En qué consiste: Según el fragmento sobre Saramago y José Hierro, ¿qué cosas dibuja José Hierro? Enuméralas todas.

Fragmento del documento:
• • • •
Al tiempo que el Nobel portugués José Saramago le contaba a los estudiantes suecos de Estocolmo el manuscrito de su pasado, en España recibía José Hierro el Premio Cervantes por una poesía que es también la huella lenta, profunda, lírica, a veces derrotada, siempre perpleja, de un hombre sobre la tierra. Los premios no hacen mejores a los poetas, pero indican que están ahí, y ahora más gente sabe del origen lejano de los surcos que habitan la frente de Saramago y conoce mucho más esas manos poderosas, rojizas, rápidas, de José Hierro: adónde van las manos, de dónde vienen. El día antes de recibir la distinción que le entregó el rey de Suecia, este comunista del Ribatejo se cortó un dedo, y andaba haciendo malabarismos con las manos para poderse poner la manta alentejana con la que combatió el frío de Estocolmo; finalmente, un viejo amigo suyo, con el que empezó hace 30 años a escribir artículos en La Crónica de Lisboa, acertó a ajustársela: "Sólo los portugueses sabemos ponerle este abrigo a los amigos", dijo el periodista mientras colocaba la pesada frazada gris oscura sobre los hombros del autor de Las maletas del viajero.José Hierro le decía a unos periodistas, el jueves en Barcelona, jugando incesantemente con las posibilidades que tienen las manos para dibujar el aire, que ya no fuma; se le quedaron los tics: jamás deja de mover las manos; en los aviones, en los cafés, en el metro, dibuja rostros, flores, manos ajenas, casas, surcos, y lo hace con vino, con coñá, con borras, con restos de tabaco, y en ese proceso imparable que le imprime a la vida de sus ojos hace vibrar sus manos ágiles como si tuvieran voz. Sus manos y sus palabras también son todo el cuerpo, pues es un hombre ágil que expresa sin caretas lo que siente y muestra haciéndolo la extraña sinceridad de los seres humanos que no han perdido el pie sobre la tierra. Es un campesino, y ejerce, se le ve en las manos: durante años cultivó una tierra rebelde en Los Cohonares de Titulcia, cerca de Chinchón, y en medio de aquellos barrancos huidizos se oía su voz llamando a los amigos para que comieran cordero con las manos y para que probaran las primeras cosechas de vino.
• • • •
Datos proporcionados:
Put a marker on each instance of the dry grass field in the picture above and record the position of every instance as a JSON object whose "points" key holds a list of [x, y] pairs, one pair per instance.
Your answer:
• • • •
La respuesta:
- rostros
- flores
- manos ajenas
- casas
- surcos